▶ **TRY IT**:
Return, unchanged, every line starting at the one with "Where can you spot the dirt path?" and running through the last line of the material below, with nothing else added.

((

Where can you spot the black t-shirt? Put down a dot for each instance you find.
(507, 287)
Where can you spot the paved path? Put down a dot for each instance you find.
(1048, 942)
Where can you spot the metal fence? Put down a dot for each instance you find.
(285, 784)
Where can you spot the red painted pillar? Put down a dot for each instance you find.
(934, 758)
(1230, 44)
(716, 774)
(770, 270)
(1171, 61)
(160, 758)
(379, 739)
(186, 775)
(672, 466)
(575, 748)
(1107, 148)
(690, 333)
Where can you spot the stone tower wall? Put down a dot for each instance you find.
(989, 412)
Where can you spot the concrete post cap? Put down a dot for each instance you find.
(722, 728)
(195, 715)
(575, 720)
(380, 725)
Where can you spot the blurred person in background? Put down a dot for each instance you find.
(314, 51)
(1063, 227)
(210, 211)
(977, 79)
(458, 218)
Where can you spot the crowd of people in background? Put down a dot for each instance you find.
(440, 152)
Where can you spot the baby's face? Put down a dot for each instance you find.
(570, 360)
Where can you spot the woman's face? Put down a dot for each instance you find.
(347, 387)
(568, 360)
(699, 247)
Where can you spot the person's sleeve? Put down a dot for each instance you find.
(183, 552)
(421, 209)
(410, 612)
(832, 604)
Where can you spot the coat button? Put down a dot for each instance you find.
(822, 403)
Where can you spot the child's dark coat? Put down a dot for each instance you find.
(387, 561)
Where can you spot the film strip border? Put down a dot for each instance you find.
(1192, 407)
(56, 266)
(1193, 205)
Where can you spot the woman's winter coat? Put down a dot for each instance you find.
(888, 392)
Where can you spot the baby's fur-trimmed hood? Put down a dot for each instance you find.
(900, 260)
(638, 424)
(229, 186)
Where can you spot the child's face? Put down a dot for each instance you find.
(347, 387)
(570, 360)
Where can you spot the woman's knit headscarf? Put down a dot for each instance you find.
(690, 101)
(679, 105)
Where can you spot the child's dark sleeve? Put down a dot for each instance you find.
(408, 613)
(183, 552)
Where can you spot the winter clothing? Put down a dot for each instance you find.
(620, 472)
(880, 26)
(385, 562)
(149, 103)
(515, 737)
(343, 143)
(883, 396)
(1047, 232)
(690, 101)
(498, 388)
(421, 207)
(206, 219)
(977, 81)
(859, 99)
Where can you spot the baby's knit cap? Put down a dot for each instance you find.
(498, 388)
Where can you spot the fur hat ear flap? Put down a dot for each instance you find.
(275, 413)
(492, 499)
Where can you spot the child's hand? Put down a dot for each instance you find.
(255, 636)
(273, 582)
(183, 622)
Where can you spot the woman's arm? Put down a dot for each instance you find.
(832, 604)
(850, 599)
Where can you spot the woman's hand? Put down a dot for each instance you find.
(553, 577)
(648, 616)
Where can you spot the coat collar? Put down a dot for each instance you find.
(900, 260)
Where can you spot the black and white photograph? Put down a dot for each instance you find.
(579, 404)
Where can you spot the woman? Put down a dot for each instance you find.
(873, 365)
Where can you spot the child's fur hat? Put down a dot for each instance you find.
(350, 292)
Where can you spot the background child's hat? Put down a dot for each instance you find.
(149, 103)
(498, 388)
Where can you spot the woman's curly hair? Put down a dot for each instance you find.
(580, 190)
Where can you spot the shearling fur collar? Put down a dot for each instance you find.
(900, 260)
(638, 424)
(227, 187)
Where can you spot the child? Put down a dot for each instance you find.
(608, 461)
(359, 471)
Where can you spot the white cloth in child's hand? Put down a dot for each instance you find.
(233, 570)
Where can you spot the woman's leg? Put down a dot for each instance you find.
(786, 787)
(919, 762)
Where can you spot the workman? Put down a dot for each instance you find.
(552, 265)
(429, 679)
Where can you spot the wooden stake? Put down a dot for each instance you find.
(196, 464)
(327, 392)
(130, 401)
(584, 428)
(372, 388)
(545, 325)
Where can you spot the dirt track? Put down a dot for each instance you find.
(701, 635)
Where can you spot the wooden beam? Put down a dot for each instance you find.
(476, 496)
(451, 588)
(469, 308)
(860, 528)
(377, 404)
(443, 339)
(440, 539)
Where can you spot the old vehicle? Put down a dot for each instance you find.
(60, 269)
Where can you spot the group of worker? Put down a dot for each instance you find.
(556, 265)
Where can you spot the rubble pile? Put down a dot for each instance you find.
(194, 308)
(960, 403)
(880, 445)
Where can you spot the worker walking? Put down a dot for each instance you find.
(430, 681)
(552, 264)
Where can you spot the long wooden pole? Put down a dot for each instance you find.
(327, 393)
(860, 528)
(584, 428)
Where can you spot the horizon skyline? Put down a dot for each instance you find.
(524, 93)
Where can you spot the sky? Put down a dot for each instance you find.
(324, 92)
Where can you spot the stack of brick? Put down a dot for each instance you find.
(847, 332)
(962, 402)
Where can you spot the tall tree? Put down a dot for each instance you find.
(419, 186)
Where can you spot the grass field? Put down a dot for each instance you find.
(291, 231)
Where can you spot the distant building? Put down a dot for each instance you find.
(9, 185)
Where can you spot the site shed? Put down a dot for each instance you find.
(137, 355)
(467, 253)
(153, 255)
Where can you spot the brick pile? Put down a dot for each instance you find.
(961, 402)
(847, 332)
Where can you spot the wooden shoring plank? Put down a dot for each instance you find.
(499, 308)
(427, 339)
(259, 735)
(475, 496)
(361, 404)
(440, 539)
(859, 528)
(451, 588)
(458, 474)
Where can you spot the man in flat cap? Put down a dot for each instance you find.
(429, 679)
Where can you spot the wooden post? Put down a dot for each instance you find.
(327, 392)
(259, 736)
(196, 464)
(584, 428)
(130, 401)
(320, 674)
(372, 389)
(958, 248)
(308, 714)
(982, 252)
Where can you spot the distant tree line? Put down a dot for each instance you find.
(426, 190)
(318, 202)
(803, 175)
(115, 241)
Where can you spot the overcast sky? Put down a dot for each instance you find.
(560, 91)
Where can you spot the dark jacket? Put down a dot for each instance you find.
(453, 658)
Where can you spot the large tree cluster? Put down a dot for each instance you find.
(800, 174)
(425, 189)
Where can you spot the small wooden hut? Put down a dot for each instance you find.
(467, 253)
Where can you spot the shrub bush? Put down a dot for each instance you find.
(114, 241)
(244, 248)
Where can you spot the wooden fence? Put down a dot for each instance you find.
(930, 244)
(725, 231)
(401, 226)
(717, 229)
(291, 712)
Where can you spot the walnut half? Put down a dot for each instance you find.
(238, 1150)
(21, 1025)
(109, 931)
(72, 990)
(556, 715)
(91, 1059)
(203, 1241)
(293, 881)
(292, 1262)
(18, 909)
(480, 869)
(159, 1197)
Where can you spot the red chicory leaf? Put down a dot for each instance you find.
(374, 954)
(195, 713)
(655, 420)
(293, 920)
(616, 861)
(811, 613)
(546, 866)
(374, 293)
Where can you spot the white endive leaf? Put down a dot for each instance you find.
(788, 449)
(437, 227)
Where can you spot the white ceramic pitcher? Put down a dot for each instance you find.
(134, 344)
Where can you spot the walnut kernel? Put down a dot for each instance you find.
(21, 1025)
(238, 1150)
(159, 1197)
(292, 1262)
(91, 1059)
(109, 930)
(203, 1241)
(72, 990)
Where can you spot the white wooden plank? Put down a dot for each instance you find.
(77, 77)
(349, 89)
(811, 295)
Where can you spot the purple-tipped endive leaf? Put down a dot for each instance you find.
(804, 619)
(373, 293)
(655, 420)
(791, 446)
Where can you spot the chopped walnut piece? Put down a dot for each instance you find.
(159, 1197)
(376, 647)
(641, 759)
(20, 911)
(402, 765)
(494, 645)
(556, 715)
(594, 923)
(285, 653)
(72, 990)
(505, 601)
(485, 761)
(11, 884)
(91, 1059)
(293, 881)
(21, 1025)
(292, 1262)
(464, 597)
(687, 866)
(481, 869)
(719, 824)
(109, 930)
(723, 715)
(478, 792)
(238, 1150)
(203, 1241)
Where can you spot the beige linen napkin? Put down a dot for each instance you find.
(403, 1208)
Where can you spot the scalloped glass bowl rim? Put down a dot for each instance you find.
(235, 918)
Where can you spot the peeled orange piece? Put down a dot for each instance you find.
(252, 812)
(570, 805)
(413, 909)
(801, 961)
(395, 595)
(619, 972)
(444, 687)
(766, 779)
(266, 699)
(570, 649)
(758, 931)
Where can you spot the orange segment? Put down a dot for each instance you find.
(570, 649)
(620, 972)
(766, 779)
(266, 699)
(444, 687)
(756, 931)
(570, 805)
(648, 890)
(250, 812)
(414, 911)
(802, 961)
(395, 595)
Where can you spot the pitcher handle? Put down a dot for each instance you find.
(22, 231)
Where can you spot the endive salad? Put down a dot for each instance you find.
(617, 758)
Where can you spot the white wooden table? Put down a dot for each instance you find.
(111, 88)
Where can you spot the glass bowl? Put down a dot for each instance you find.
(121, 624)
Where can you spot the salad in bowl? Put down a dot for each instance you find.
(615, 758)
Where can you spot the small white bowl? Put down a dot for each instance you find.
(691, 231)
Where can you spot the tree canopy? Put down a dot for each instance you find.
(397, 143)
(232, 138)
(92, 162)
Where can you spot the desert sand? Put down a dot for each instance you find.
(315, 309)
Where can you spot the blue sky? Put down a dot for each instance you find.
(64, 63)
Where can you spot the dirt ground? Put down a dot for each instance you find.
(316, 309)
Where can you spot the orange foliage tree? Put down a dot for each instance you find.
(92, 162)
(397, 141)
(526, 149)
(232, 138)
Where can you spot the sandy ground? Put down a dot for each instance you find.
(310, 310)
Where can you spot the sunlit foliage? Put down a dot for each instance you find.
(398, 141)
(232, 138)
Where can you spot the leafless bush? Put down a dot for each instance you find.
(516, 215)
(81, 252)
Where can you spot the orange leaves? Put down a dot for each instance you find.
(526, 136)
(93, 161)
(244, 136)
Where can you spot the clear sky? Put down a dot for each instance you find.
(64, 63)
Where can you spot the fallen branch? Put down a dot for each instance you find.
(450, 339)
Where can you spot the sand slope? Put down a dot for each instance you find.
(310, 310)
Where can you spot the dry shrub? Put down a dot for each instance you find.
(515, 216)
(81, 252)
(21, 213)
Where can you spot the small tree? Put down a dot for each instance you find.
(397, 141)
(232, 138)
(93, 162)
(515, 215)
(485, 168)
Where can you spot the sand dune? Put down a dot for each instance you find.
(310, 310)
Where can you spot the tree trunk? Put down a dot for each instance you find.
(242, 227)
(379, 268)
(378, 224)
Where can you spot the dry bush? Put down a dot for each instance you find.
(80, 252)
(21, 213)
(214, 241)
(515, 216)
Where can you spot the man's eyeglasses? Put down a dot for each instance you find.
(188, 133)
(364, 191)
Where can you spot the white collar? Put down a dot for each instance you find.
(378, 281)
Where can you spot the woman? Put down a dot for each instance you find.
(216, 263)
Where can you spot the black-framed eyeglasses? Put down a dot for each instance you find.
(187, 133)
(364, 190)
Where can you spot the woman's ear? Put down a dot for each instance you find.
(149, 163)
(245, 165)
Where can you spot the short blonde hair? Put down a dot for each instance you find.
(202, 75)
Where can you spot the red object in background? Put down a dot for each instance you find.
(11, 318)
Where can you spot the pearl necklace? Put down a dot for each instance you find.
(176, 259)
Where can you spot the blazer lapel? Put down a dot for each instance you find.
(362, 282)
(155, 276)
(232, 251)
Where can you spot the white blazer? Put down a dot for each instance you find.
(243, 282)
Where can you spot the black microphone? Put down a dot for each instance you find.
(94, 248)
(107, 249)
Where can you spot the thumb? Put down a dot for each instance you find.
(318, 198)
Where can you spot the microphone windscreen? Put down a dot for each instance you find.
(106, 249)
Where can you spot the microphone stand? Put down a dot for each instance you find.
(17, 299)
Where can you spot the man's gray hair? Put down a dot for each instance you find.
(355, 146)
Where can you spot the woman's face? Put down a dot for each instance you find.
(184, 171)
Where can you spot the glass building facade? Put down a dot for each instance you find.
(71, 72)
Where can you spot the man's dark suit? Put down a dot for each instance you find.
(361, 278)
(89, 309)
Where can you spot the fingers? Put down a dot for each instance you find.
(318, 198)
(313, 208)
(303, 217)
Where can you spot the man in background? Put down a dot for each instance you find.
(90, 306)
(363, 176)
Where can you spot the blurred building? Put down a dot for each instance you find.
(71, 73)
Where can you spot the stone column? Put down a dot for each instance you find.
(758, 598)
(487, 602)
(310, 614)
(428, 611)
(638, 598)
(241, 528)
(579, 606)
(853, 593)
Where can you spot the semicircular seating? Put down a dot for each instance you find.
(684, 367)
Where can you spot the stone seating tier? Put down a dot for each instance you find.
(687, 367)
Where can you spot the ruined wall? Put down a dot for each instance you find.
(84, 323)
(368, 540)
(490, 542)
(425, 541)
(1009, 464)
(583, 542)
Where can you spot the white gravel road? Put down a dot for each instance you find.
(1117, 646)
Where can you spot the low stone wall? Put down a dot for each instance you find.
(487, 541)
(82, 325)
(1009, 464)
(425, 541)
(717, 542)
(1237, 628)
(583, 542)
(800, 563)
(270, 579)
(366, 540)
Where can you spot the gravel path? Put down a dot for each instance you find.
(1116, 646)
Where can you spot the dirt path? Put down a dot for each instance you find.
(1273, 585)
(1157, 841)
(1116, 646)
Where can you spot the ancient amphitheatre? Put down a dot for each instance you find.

))

▶ **TASK OUTPUT**:
Where can you spot the dirt path? Put down a dot for each instance you find.
(1273, 585)
(1157, 841)
(1116, 646)
Where can you spot the ancient amphitheatre? Put down a dot for each instance you find.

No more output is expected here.